#### TASK TO COMPLETE
Copy out all of the lines below, multiplying each x and y coordinate of the marked points by 0.7 and rounding to whole numbers, with halves rounded up, while leaving the format samples unchanged. Leave the pictures out.

-=-=-=-=-

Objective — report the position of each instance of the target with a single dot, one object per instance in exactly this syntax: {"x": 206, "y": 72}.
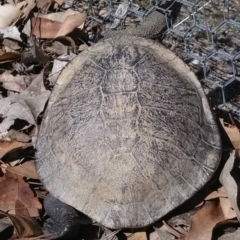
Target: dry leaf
{"x": 15, "y": 188}
{"x": 8, "y": 13}
{"x": 229, "y": 178}
{"x": 15, "y": 83}
{"x": 44, "y": 28}
{"x": 27, "y": 169}
{"x": 11, "y": 32}
{"x": 6, "y": 147}
{"x": 204, "y": 221}
{"x": 36, "y": 95}
{"x": 58, "y": 16}
{"x": 59, "y": 2}
{"x": 13, "y": 108}
{"x": 136, "y": 236}
{"x": 28, "y": 8}
{"x": 25, "y": 226}
{"x": 44, "y": 4}
{"x": 57, "y": 48}
{"x": 71, "y": 22}
{"x": 58, "y": 65}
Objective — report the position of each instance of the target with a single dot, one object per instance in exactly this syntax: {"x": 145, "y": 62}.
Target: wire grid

-=-=-=-=-

#### FINISHED ANSWER
Objective — report the position of each instance of the target with a single dot, one object per instance in exactly this syntax: {"x": 206, "y": 72}.
Target: dry leaf
{"x": 11, "y": 132}
{"x": 6, "y": 9}
{"x": 160, "y": 125}
{"x": 11, "y": 58}
{"x": 31, "y": 20}
{"x": 19, "y": 118}
{"x": 8, "y": 22}
{"x": 4, "y": 103}
{"x": 143, "y": 155}
{"x": 25, "y": 67}
{"x": 41, "y": 11}
{"x": 41, "y": 1}
{"x": 9, "y": 76}
{"x": 95, "y": 165}
{"x": 20, "y": 6}
{"x": 18, "y": 158}
{"x": 31, "y": 3}
{"x": 40, "y": 34}
{"x": 50, "y": 15}
{"x": 41, "y": 46}
Objective — report the position of each instance of the target with a single dot, one object per instance in exactly this syntax: {"x": 145, "y": 62}.
Target: wire grid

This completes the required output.